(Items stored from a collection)
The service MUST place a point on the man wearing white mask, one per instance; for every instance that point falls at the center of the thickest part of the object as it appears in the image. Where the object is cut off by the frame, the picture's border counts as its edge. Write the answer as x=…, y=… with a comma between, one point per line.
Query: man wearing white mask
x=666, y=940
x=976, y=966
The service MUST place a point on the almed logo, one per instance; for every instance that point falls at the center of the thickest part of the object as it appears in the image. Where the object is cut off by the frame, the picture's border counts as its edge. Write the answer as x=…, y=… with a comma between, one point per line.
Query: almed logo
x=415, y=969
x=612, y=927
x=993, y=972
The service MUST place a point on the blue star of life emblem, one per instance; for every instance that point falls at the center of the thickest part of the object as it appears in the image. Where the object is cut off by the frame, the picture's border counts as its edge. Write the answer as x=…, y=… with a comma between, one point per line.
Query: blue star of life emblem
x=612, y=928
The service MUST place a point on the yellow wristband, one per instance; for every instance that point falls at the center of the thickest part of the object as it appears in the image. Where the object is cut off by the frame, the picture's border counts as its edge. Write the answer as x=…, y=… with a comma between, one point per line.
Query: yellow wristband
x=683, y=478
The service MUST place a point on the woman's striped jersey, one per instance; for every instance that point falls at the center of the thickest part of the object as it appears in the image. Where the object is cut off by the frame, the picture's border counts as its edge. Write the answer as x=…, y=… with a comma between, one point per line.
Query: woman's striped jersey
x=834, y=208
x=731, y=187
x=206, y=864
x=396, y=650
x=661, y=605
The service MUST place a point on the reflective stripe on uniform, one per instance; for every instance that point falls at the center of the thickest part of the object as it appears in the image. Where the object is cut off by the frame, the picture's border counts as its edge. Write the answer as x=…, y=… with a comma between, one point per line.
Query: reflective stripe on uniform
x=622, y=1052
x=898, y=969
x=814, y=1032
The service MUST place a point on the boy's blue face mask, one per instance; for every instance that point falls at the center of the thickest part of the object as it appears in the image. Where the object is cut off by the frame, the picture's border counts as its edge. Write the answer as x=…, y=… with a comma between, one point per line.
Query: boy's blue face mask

* [Instructions to follow] Transcribe every item above word for word, without changing anything.

* [Final result]
The service MUST place a point on the man wearing white mask, one per instance; for every instance that point falls at the center of the thickest part of the object as it appears in the image. Where the object is cut off by the frame, the picture's border counts as its edge. Write the answer as x=…, y=… with a comma between, one point per line.
Query: man wearing white mask
x=666, y=940
x=976, y=966
The service MUST place a point on the almed logo, one per instance; for every instance that point falls at the center of the thickest part of the object as it appears in the image. Where the object is cut off by the frame, the picture's border counts as its edge. Write the answer as x=…, y=… with a comma between, one point per line.
Query: almed logo
x=415, y=969
x=612, y=927
x=993, y=972
The service MUST place a point on the blue star of life emblem, one per instance; for every instance that point falls at the center of the thickest part of the object as it appears in the image. Where the object is cut off by the frame, the picture's border counts as its edge. Write the answer as x=…, y=… with a comma between, one point per line.
Query: blue star of life emblem
x=612, y=928
The service MUST place a point on the yellow wristband, one per instance; for every instance that point falls at the center of the thickest part of the object as it appears in the image. Where the object is cut off by the frame, the picture's border counts as its edge. Write the answer as x=…, y=… with a comma between, one point per line.
Query: yellow wristband
x=683, y=478
The service MUST place a point on the woman's striped jersey, one per instance; for every instance that point falls at the center of the thickest part of the object as it appears in the image. Where the object is cut off by the frame, the picture's border counts as its edge. Write the answer as x=…, y=… with a comma between, one point per line.
Query: woman's striped jersey
x=834, y=208
x=731, y=187
x=206, y=864
x=396, y=650
x=661, y=605
The service MUST place a point on the reflective stripe on uniform, one per instance; for every instance that point falls at the center of the thickest part of the object as it appears in the image. Where the object is cut off by the frame, the picture's border counts as its edge. Write the answer as x=…, y=… with a comma between, one point per line.
Query: reflective stripe on uniform
x=622, y=1052
x=898, y=969
x=814, y=1032
The service MUST place a point on the boy's blue face mask, one per instance; for every instance that point falls at the center of the thickest part of the object as it appears in the image. Where the object is cut off by the frame, the picture's border counts as its edge. Write the answer as x=…, y=… with a comma between, one point per line.
Query: boy's blue face mask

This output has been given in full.